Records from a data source

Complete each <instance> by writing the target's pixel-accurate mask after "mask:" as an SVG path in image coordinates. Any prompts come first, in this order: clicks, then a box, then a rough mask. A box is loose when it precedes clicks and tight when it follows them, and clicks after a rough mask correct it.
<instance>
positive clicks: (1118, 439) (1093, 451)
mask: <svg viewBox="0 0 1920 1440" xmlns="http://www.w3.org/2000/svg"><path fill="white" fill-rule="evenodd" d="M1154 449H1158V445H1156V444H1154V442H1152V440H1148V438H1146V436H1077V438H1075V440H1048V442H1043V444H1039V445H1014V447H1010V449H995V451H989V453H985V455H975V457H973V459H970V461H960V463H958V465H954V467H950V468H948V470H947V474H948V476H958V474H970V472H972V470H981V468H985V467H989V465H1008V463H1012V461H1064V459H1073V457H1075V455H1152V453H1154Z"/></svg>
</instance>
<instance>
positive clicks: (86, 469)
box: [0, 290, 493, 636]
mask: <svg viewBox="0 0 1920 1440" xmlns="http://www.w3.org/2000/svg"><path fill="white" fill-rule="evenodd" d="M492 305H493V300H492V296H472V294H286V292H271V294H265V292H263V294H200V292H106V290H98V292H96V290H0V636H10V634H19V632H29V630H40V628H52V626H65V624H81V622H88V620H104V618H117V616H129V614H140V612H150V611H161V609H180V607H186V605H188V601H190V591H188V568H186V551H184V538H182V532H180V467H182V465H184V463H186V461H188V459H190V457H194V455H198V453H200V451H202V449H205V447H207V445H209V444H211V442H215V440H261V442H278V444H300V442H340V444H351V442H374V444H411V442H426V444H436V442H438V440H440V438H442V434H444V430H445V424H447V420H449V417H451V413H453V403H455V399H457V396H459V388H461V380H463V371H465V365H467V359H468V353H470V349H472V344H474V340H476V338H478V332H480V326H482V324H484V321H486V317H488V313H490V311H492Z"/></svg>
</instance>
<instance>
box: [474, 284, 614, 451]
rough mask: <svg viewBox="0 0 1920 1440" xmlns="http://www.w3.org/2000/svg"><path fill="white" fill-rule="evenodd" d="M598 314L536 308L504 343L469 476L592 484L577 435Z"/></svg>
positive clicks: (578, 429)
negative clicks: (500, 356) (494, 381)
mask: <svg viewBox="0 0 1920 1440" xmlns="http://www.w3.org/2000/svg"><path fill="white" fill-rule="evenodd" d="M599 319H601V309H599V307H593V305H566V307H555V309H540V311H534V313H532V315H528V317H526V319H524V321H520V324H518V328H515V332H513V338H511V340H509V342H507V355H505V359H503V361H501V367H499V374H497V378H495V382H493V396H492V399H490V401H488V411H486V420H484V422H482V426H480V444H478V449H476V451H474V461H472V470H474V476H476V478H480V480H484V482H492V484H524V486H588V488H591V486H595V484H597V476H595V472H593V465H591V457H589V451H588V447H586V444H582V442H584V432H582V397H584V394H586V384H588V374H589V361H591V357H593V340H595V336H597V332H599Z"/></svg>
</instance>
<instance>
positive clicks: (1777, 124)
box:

## [Goal of the exercise]
Nothing should be changed: write out all of the data as is.

## [Output of the exercise]
Complete each <instance> by writing the target's pixel-accurate mask after "mask:" as an SVG path in image coordinates. Any prompts come first, in this order: clicks, then a box, then a rough mask. A box is loose when it precedes clicks and tight when it follows them, and clicks after a rough mask correct it.
<instance>
positive clicks: (1118, 439) (1093, 451)
mask: <svg viewBox="0 0 1920 1440" xmlns="http://www.w3.org/2000/svg"><path fill="white" fill-rule="evenodd" d="M1154 449H1158V445H1156V444H1154V442H1152V440H1148V438H1146V436H1077V438H1075V440H1048V442H1043V444H1039V445H1014V447H1010V449H995V451H989V453H985V455H975V457H973V459H970V461H960V463H958V465H954V467H950V468H948V470H947V474H948V476H958V474H970V472H972V470H981V468H985V467H989V465H1008V463H1012V461H1064V459H1073V457H1075V455H1152V453H1154Z"/></svg>
</instance>
<instance>
positive clicks: (86, 469)
box: [0, 290, 493, 636]
mask: <svg viewBox="0 0 1920 1440" xmlns="http://www.w3.org/2000/svg"><path fill="white" fill-rule="evenodd" d="M492 305H493V300H492V296H472V294H286V292H271V294H265V292H263V294H200V292H106V290H98V292H96V290H0V636H10V634H19V632H29V630H40V628H52V626H65V624H81V622H88V620H104V618H117V616H129V614H140V612H150V611H161V609H180V607H186V605H188V601H190V591H188V568H186V551H184V538H182V532H180V467H182V465H184V463H186V461H188V459H190V457H194V455H198V453H200V451H202V449H205V447H207V445H209V444H211V442H215V440H261V442H278V444H300V442H340V444H351V442H374V444H411V442H426V444H436V442H438V440H440V438H442V434H444V430H445V424H447V420H449V417H451V413H453V403H455V399H457V396H459V388H461V380H463V371H465V365H467V359H468V353H470V349H472V344H474V340H476V338H478V332H480V326H482V324H484V321H486V317H488V313H490V311H492Z"/></svg>
</instance>
<instance>
box: [474, 284, 614, 451]
rough mask: <svg viewBox="0 0 1920 1440" xmlns="http://www.w3.org/2000/svg"><path fill="white" fill-rule="evenodd" d="M598 314L536 308L504 343L469 476L592 484L577 435Z"/></svg>
positive clicks: (578, 429)
negative clicks: (500, 356) (494, 381)
mask: <svg viewBox="0 0 1920 1440" xmlns="http://www.w3.org/2000/svg"><path fill="white" fill-rule="evenodd" d="M599 319H601V309H599V307H593V305H566V307H555V309H540V311H534V313H532V315H528V317H526V319H524V321H520V324H518V328H515V332H513V338H511V340H509V342H507V355H505V359H503V361H501V367H499V374H497V378H495V382H493V396H492V399H490V401H488V411H486V420H484V422H482V426H480V444H478V449H476V451H474V461H472V470H474V476H476V478H480V480H484V482H492V484H524V486H588V488H591V486H595V484H597V476H595V472H593V465H591V457H589V451H588V447H586V444H582V442H584V432H582V397H584V394H586V384H588V374H589V361H591V357H593V340H595V336H597V332H599Z"/></svg>
</instance>
<instance>
positive clicks: (1777, 124)
box:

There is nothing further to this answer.